DOCUMENT SECTION:
::::::
In an aspect, the bottlebrush polymer network can be provided in a mold, and the method can further comprise removing the bottlebrush polymer network from the mold. Optionally, the bottlebrush polymer network can be rinsed to remove uncrosslinked portions.

The bottlebrush polymer network described herein can be particularly useful for adhesive applications. For example, the bottlebrush polymer network can be used as a pressure sensitive adhesive. A pressure sensitive adhesive therefore represents another aspect of the present disclosure. As used herein, the term “pressure sensitive adhesive” refers to an adhesive that possesses the following properties: (1) aggressive and permanent tack; (2) adherence with no more than finger pressure; (3) sufficient ability to hold onto an adherend; and (4) sufficient cohesive strength to be removed cleanly from the adherend.

The pressure sensitive adhesive layer comprises, or consists or, the bottlebrush polymer network described herein. Advantageously, no additional additives are necessary to provide the desired adhesivity of the present pressure sensitive adhesive. Thus the pressure sensitive adhesive can optionally exclude various additives typically used in pressure sensitive adhesives, for example including but not limited to tackifiers (e.g., rosin esters, terpenes, phenols, and aliphatic, aromatic, or mixtures of aliphatic and aromatic synthetic hydrocarbon resins), surfactants, antioxidants, plasticizers, nucleating agents, fillers (e.g., inorganic fillers and organic fillers), fibers, aging inhibitors, ultraviolet stabilizers, antistatic agents, lubricants, colorants, and combinations thereof. In an aspect, one or more of the foregoing additives may be present in the pressure sensitive adhesive layer with the proviso that the presence of the one or more additives does not significantly adversely affect the desired properties of the pressure sensitive adhesive layer. When present, such additives may be limited to 5 weight percent or less, or 1 weight percent or less, each based on the total weight of the pressure sensitive adhesive layer.

Advantageously, the present pressure sensitive adhesive layer can be reversibly adhered to a substrate, wherein upon removal from the substrate, there is no residue left behind, nor is there significant damage or deformation to the substrate or the pressure sensitive adhesive. In a further advantageous feature, the pressure sensitive adhesive layer is capable of adhering to a substrate under exceptional conditions, for example in the presence of an aqueous solution (e.g., water or salt water having a salt concentration up to 1 molar), at a reduced pressure (e.g., a pressure of at least 10⁻¹⁴ torr), at a temperature up to 120° C., or a combination of any of the foregoing conditions.
::::::
DATA SUPPLIED:
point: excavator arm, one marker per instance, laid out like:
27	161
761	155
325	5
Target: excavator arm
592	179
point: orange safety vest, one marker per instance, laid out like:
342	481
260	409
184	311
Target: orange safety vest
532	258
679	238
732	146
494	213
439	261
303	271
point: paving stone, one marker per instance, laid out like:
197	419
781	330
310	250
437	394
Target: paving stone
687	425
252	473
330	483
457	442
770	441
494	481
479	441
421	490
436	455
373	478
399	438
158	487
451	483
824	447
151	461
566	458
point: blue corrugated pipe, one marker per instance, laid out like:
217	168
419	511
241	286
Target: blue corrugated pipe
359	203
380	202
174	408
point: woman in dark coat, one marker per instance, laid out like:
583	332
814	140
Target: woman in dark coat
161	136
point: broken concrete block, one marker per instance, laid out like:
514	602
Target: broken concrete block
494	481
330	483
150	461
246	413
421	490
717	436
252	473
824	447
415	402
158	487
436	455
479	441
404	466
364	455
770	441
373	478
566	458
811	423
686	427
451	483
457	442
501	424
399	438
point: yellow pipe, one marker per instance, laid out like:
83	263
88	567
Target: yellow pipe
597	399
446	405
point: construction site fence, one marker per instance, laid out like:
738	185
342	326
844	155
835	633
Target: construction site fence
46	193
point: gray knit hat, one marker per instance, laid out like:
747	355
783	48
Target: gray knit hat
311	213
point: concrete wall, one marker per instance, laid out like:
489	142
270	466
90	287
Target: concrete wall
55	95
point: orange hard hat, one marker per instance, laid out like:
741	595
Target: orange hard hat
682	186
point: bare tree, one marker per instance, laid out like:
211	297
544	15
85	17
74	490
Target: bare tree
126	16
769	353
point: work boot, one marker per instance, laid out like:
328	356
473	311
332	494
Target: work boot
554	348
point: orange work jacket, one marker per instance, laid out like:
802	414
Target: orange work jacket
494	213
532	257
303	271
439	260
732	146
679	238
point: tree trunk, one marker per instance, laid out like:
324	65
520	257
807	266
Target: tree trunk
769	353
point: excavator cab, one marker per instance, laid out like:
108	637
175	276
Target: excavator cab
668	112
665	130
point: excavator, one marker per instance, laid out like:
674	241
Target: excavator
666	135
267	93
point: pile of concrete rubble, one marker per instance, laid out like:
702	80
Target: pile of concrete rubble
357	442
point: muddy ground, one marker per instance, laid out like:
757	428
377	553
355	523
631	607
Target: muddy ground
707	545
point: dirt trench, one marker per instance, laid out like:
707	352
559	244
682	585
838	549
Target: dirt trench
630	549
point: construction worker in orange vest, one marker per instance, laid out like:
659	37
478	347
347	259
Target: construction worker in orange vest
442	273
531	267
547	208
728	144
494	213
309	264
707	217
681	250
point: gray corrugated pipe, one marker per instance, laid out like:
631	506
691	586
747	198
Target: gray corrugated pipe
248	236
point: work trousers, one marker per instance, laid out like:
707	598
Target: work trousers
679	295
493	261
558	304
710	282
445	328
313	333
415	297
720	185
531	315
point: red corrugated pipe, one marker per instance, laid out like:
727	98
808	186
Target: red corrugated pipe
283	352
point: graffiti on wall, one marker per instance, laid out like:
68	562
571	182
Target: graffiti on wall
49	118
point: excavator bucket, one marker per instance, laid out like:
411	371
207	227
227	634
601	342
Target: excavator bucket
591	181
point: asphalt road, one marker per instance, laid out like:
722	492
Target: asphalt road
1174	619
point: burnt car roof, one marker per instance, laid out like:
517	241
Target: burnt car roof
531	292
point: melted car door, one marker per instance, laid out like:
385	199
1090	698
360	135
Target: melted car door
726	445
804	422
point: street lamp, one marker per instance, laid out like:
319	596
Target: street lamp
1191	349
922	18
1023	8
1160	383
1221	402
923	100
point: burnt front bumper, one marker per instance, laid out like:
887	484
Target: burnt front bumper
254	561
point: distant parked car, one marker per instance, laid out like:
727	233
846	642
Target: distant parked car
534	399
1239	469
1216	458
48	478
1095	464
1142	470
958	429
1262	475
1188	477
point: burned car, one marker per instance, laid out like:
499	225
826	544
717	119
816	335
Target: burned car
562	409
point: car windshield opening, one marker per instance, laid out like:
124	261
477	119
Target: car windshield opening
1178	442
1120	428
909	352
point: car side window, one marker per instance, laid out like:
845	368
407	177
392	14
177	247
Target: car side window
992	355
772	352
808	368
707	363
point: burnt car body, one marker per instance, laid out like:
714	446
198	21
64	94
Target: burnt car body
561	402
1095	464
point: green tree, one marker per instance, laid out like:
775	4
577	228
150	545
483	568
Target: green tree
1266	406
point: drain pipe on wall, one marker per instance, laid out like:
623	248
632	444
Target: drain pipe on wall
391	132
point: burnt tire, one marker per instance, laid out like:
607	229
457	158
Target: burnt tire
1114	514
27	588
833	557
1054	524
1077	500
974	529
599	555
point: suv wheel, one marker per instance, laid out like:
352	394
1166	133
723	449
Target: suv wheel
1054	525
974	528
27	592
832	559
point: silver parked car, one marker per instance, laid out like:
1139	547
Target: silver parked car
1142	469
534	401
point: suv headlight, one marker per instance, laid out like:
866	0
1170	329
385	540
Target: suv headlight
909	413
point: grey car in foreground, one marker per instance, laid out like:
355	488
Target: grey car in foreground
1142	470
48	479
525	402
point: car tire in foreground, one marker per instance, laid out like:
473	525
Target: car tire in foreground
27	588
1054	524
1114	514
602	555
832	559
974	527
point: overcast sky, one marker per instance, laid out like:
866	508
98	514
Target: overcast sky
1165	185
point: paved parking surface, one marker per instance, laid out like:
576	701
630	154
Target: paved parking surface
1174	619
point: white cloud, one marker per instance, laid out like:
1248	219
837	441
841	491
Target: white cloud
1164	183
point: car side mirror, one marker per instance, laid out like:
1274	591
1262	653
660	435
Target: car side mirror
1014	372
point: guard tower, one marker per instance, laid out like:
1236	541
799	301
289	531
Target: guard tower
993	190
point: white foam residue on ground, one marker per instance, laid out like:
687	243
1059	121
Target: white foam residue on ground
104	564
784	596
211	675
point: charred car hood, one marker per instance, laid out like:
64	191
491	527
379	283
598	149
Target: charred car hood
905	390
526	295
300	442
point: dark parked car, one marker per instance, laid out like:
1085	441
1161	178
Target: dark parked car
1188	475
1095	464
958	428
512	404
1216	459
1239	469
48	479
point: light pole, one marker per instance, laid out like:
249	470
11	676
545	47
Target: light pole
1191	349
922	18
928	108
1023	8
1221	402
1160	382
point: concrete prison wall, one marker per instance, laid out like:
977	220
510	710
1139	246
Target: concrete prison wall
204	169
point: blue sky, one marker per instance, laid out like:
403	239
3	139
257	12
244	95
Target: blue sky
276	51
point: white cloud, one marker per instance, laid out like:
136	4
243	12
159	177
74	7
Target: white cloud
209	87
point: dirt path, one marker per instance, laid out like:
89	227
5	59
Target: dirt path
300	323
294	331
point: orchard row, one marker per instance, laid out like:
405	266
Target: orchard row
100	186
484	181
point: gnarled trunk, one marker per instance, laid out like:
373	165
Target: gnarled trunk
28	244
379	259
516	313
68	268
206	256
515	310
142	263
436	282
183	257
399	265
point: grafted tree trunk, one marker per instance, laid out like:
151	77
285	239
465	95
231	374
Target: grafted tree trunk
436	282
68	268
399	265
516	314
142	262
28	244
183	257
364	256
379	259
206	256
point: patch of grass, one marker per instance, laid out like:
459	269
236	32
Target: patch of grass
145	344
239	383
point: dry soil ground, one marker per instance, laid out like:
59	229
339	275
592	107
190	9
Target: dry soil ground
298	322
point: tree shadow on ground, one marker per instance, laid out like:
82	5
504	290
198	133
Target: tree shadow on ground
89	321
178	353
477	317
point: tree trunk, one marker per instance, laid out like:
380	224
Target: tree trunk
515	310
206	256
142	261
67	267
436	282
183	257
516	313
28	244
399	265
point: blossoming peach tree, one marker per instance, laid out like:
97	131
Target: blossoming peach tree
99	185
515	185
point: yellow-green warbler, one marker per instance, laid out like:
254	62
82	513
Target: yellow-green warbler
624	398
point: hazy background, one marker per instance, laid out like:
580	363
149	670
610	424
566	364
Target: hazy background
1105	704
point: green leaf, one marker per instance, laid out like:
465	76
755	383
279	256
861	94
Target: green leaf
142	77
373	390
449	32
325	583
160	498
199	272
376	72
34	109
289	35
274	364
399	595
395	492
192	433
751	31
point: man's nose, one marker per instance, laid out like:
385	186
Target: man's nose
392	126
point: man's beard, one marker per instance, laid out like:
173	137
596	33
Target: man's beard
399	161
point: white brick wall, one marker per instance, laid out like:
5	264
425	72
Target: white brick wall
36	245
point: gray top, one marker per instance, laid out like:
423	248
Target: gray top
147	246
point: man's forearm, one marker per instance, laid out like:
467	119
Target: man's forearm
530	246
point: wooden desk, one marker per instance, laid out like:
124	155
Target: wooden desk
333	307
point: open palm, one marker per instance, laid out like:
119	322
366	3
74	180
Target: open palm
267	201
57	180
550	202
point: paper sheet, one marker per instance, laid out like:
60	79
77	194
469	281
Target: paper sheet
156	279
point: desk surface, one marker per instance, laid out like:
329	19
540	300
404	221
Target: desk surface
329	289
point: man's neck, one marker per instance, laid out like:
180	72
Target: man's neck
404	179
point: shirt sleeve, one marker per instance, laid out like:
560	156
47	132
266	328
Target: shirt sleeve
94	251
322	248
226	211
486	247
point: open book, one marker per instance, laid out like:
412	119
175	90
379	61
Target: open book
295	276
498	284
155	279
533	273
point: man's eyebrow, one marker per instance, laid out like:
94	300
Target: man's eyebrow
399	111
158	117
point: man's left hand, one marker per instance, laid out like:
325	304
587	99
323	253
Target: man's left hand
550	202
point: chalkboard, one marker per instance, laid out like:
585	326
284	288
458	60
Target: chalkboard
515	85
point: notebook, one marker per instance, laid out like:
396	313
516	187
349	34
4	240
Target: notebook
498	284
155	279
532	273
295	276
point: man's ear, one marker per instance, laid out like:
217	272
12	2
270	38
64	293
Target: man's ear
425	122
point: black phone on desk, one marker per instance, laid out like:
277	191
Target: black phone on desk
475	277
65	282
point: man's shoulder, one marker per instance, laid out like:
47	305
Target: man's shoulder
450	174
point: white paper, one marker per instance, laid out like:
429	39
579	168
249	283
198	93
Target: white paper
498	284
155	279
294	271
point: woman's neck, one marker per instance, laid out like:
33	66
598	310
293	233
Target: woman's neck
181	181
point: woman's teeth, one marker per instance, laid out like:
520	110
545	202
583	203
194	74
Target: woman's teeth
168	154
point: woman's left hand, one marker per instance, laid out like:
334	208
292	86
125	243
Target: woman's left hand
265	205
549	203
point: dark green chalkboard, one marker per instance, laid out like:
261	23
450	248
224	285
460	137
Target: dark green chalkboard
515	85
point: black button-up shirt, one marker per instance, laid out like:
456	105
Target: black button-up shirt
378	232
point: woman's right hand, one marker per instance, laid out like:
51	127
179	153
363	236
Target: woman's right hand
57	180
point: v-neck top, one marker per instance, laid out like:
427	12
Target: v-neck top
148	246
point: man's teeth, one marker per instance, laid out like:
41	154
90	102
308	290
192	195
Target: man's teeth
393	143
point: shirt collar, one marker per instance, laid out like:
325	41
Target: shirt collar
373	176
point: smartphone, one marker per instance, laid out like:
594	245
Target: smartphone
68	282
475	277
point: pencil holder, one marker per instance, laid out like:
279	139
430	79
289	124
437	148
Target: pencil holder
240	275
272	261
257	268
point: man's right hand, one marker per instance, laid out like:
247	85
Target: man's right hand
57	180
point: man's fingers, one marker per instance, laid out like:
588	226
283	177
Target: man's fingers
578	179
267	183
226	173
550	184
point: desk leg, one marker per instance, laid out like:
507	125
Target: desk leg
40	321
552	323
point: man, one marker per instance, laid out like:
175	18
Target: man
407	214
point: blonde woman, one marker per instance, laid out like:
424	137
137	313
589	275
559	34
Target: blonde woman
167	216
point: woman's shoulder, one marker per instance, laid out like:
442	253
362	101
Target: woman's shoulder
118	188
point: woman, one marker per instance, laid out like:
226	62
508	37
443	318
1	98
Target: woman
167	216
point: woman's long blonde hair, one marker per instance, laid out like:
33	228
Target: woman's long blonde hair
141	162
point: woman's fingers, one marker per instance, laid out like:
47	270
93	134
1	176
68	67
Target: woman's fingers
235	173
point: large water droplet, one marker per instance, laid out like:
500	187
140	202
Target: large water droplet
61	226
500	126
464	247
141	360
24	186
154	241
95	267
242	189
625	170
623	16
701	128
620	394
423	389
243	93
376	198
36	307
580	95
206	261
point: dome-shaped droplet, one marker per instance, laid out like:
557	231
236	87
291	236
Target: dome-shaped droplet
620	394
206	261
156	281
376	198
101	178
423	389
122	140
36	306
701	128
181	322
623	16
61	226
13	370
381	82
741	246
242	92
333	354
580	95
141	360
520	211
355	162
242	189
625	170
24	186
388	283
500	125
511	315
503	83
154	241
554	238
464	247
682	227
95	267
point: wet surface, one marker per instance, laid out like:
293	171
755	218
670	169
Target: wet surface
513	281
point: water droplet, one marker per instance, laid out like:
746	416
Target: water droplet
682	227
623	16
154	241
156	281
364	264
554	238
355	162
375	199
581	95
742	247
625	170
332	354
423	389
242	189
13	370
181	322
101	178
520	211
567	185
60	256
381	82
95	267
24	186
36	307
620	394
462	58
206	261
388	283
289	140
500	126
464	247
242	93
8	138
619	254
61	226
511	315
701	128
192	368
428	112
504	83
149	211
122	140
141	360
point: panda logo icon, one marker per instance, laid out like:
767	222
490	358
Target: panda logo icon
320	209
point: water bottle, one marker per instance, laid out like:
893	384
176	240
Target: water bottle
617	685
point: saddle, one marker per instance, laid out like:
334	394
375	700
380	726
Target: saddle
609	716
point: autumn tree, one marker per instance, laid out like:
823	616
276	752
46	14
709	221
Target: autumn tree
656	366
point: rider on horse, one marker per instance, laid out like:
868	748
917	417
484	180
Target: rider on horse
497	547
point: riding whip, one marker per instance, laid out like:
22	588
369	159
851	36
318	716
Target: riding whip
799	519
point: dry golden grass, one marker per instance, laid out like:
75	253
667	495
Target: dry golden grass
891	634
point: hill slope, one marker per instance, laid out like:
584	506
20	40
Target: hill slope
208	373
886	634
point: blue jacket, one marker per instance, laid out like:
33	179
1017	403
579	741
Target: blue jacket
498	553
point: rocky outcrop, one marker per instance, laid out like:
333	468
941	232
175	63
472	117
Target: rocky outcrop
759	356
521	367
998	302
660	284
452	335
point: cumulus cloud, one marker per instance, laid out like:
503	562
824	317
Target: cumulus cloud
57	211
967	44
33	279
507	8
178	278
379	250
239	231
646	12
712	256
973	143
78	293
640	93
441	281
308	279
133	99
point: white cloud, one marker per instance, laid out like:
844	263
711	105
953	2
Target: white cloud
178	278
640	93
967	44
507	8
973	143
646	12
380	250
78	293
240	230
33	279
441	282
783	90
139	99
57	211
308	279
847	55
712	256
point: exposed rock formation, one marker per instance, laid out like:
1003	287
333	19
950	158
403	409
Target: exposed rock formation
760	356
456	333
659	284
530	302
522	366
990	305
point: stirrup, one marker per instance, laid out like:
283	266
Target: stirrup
::::::
DIRECTIONS:
1. According to the passage on bottlebrush polymer adhesives, up to what temperature can the pressure sensitive adhesive layer adhere to a substrate?
2. Translate this sentence from the passage on bottlebrush polymer adhesives into Spanish: "For example, the bottlebrush polymer network can be used as a pressure sensitive adhesive."
3. Extract the part of the passage on bottlebrush polymer adhesives that runs from "In an aspect, the" to "from the adherend.".

SOLUTIONS TO EACH TASK:
1. Up to 120° C.

2. Por ejemplo, la red polimérica tipo cepillo de botella puede usarse como adhesivo sensible a la presión.

3.
In an aspect, the bottlebrush polymer network can be provided in a mold, and the method can further comprise removing the bottlebrush polymer network from the mold. Optionally, the bottlebrush polymer network can be rinsed to remove uncrosslinked portions.

The bottlebrush polymer network described herein can be particularly useful for adhesive applications. For example, the bottlebrush polymer network can be used as a pressure sensitive adhesive. A pressure sensitive adhesive therefore represents another aspect of the present disclosure. As used herein, the term “pressure sensitive adhesive” refers to an adhesive that possesses the following properties: (1) aggressive and permanent tack; (2) adherence with no more than finger pressure; (3) sufficient ability to hold onto an adherend; and (4) sufficient cohesive strength to be removed cleanly from the adherend.